++++ RECORDS PROVIDED
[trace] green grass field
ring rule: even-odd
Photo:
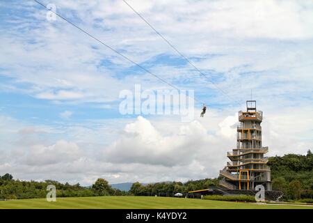
[[[271,205],[154,197],[97,197],[0,201],[1,208],[312,208],[313,206]]]

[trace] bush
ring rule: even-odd
[[[313,203],[313,199],[300,199],[298,201],[298,202],[300,203]]]
[[[248,201],[256,202],[253,196],[236,195],[236,196],[223,196],[223,195],[207,195],[203,199],[206,200],[225,201]]]

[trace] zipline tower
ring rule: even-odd
[[[262,147],[261,123],[262,111],[257,111],[257,102],[247,100],[247,111],[240,111],[237,126],[237,148],[227,153],[231,162],[220,171],[223,179],[220,185],[229,190],[254,190],[263,185],[271,190],[271,169],[266,166],[264,154],[268,147]]]

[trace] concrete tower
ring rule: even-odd
[[[220,171],[220,185],[230,190],[254,190],[263,185],[266,190],[271,190],[271,169],[264,157],[268,148],[262,147],[263,113],[257,111],[255,100],[248,100],[246,105],[247,111],[239,114],[237,147],[227,153],[231,162]]]

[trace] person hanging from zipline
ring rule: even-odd
[[[201,112],[200,117],[203,117],[203,115],[205,114],[205,110],[207,110],[207,107],[205,105],[203,104],[202,112]]]

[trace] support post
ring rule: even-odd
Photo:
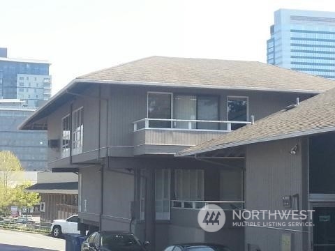
[[[147,168],[145,187],[145,240],[149,241],[150,251],[156,250],[155,169]]]

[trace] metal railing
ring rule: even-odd
[[[199,210],[208,204],[216,204],[223,210],[242,210],[244,208],[244,201],[188,201],[172,200],[172,208],[183,208]]]
[[[253,116],[252,116],[252,121],[253,121]],[[152,122],[156,122],[153,124]],[[161,123],[160,123],[161,122]],[[170,122],[170,123],[169,123]],[[200,124],[201,123],[201,124]],[[220,126],[216,126],[216,129],[211,129],[211,125],[215,123],[225,124],[225,129],[221,128]],[[251,124],[249,121],[209,121],[209,120],[198,120],[198,119],[142,119],[133,122],[134,125],[134,132],[141,129],[178,129],[178,130],[214,130],[221,131],[230,132],[233,130],[232,125],[240,125],[239,127]],[[199,126],[199,125],[201,125]],[[206,126],[205,125],[208,125]],[[200,127],[200,128],[199,128]],[[203,128],[202,128],[203,127]]]

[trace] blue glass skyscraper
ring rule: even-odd
[[[270,33],[268,63],[335,79],[335,13],[280,9]]]

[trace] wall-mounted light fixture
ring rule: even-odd
[[[297,143],[295,144],[295,146],[291,149],[291,150],[290,151],[290,153],[292,155],[296,155],[297,151],[298,151],[298,140],[297,139]]]

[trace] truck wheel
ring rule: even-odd
[[[51,233],[52,236],[59,238],[61,234],[61,229],[60,226],[54,226]]]

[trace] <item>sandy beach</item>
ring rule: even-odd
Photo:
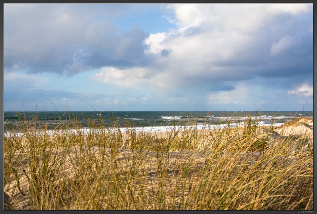
[[[305,135],[308,136],[308,141],[305,143],[307,145],[306,147],[303,148],[307,148],[307,145],[312,144],[313,127],[312,120],[301,119],[294,124],[282,126],[273,130],[269,135],[268,134],[268,142],[269,142],[268,143],[280,144],[281,143],[281,142],[285,142],[285,139],[289,136],[296,136],[298,138]],[[266,132],[263,131],[265,128],[265,127],[262,127],[259,130],[260,132],[262,132],[262,134],[267,137],[265,135],[267,131]],[[98,176],[99,177],[101,176],[101,175],[104,176],[105,173],[115,176],[119,173],[121,175],[120,176],[130,175],[128,177],[131,181],[133,181],[133,188],[136,188],[138,186],[139,187],[139,184],[138,184],[141,182],[142,188],[140,187],[139,189],[137,189],[137,188],[133,189],[133,194],[136,194],[136,195],[140,196],[140,194],[143,194],[152,197],[154,195],[153,194],[155,194],[157,191],[158,188],[163,188],[167,194],[164,199],[166,202],[171,203],[171,200],[175,200],[176,199],[178,200],[180,198],[179,197],[183,197],[182,200],[189,200],[189,201],[191,201],[191,200],[192,199],[190,199],[188,197],[190,197],[190,193],[191,192],[191,190],[190,188],[188,189],[187,186],[184,186],[183,189],[180,189],[180,187],[182,186],[182,185],[179,186],[180,184],[184,185],[185,183],[188,184],[188,183],[184,181],[185,180],[187,181],[186,182],[191,181],[200,181],[201,182],[202,180],[201,180],[201,176],[202,174],[204,174],[203,173],[202,174],[202,172],[205,168],[209,169],[211,172],[216,172],[217,169],[220,170],[218,171],[221,172],[222,175],[219,177],[223,178],[224,179],[224,180],[227,180],[226,182],[234,183],[234,182],[240,184],[238,181],[236,179],[238,179],[237,178],[240,176],[239,175],[242,168],[237,166],[242,167],[249,164],[249,165],[248,167],[249,169],[250,168],[257,167],[259,169],[263,168],[263,170],[266,170],[265,169],[265,168],[267,167],[265,165],[262,166],[259,165],[259,164],[255,163],[259,163],[259,162],[260,161],[259,160],[265,160],[271,158],[269,157],[272,156],[273,157],[275,156],[278,161],[277,162],[275,162],[275,163],[272,164],[273,165],[271,165],[271,167],[273,168],[292,164],[301,165],[302,164],[301,158],[296,157],[296,156],[289,156],[288,157],[283,156],[279,153],[272,154],[259,151],[252,151],[249,150],[249,151],[243,149],[239,151],[237,150],[230,149],[231,145],[227,145],[226,147],[224,147],[222,149],[220,147],[216,149],[215,145],[211,143],[213,137],[212,133],[213,131],[210,130],[197,130],[191,133],[190,136],[192,138],[187,139],[189,141],[191,141],[193,143],[191,147],[193,149],[191,150],[168,150],[160,151],[159,150],[157,151],[140,150],[132,149],[117,148],[113,150],[109,148],[95,146],[74,146],[68,147],[51,148],[48,150],[50,152],[50,157],[54,157],[55,163],[60,163],[61,164],[58,168],[60,173],[54,174],[55,177],[52,184],[56,186],[62,185],[62,184],[65,185],[68,183],[68,185],[71,186],[74,185],[73,183],[74,181],[77,180],[78,182],[79,178],[81,178],[81,179],[87,179],[87,181],[90,180],[89,174],[86,174],[86,173],[80,174],[80,173],[85,171],[94,172],[94,173],[99,175]],[[221,138],[221,140],[227,140],[228,137],[231,137],[231,134],[229,132],[227,132],[227,133],[228,135],[219,136],[217,137]],[[131,140],[132,138],[129,136],[131,134],[123,134],[122,141],[126,144],[126,146],[128,145],[128,147],[133,148],[133,146],[131,144],[133,143]],[[135,138],[136,139],[149,138],[152,141],[155,141],[155,143],[162,143],[163,144],[165,143],[164,142],[166,141],[166,139],[171,136],[170,133],[164,132],[135,134]],[[183,136],[186,136],[186,131],[180,131],[175,135],[176,136],[175,137],[181,139],[184,137]],[[85,137],[87,139],[91,136],[87,136]],[[213,145],[213,147],[206,146],[206,145],[208,144]],[[158,144],[158,146],[159,146]],[[32,192],[30,191],[29,179],[32,179],[30,177],[30,176],[34,177],[35,176],[32,174],[31,171],[34,170],[31,169],[32,167],[30,166],[31,164],[30,153],[31,152],[30,149],[25,149],[22,151],[17,150],[14,155],[10,156],[12,158],[10,161],[11,163],[12,163],[13,165],[14,165],[14,171],[11,174],[10,182],[7,182],[7,185],[4,186],[5,201],[6,202],[10,207],[12,207],[11,208],[9,207],[9,209],[24,210],[31,209],[32,207],[34,208],[34,206],[34,206],[34,202],[30,199],[32,198],[30,196]],[[41,151],[36,153],[40,157],[38,159],[39,163],[38,163],[38,165],[36,165],[38,168],[42,165],[41,164],[44,164],[46,162],[50,161],[43,159],[45,156],[41,154],[41,153],[43,152],[44,152],[44,150],[42,150]],[[233,157],[235,159],[234,164],[226,164],[230,163],[230,160]],[[83,162],[86,161],[87,165],[81,164]],[[88,164],[88,163],[90,163]],[[92,163],[95,164],[92,164]],[[101,163],[107,163],[104,164],[103,168],[100,168],[100,166],[99,165],[99,164],[97,164]],[[219,163],[222,163],[221,164],[219,165]],[[113,164],[113,163],[115,163],[115,166],[116,166],[114,168]],[[48,167],[49,168],[50,167],[50,164],[48,163]],[[136,165],[141,166],[141,169],[135,168]],[[184,166],[187,166],[186,168],[184,168]],[[219,169],[224,166],[226,166],[226,168]],[[84,168],[80,169],[81,167]],[[85,169],[85,167],[87,167],[86,169]],[[136,170],[136,172],[139,172],[138,173],[140,174],[135,174],[133,176],[131,174],[132,169]],[[186,169],[190,169],[190,176],[189,175],[190,174],[184,174],[184,171]],[[290,170],[290,172],[293,171],[293,169]],[[40,173],[41,171],[38,168],[36,171],[37,172],[37,173]],[[187,175],[185,176],[185,175]],[[124,175],[124,177],[125,176]],[[18,179],[17,179],[17,178]],[[189,179],[189,181],[187,180]],[[82,180],[81,182],[83,182],[84,180]],[[105,181],[104,181],[104,182]],[[43,184],[42,183],[41,183]],[[240,184],[242,185],[242,184]],[[226,185],[221,188],[219,187],[220,186],[217,186],[220,191],[223,189],[222,188],[226,186],[228,187]],[[243,189],[241,189],[238,190],[238,192],[242,192],[243,191]],[[73,193],[73,194],[76,193]],[[295,193],[293,193],[293,194]],[[296,197],[303,197],[303,195],[302,193],[299,192]],[[49,197],[51,197],[52,196]],[[107,198],[107,196],[106,195],[104,197]],[[49,200],[48,198],[46,200]],[[282,200],[284,199],[281,198],[279,200]],[[307,205],[308,206],[311,203],[309,201],[310,201],[308,202]],[[75,204],[73,204],[72,207],[72,206],[69,205],[68,209],[71,209],[72,207],[75,209],[80,209],[80,207],[76,206]],[[156,209],[154,208],[157,207],[156,206],[157,205],[154,204],[148,206],[150,209],[152,209],[151,207],[153,209]],[[111,209],[111,207],[106,206],[103,207],[103,208],[112,209]],[[133,206],[127,207],[133,209],[138,209],[138,207]],[[88,206],[86,208],[89,207],[91,208],[91,207]],[[236,207],[238,209],[243,209],[243,207],[242,205]],[[122,207],[122,208],[124,208],[124,207]],[[190,206],[188,208],[195,209],[197,207]]]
++++++++
▶ PROBLEM DESCRIPTION:
From the listing above, pick out each line containing the word "tower" and copy those lines unchanged.

▶ SOLUTION:
[trace] zipline tower
[trace] concrete tower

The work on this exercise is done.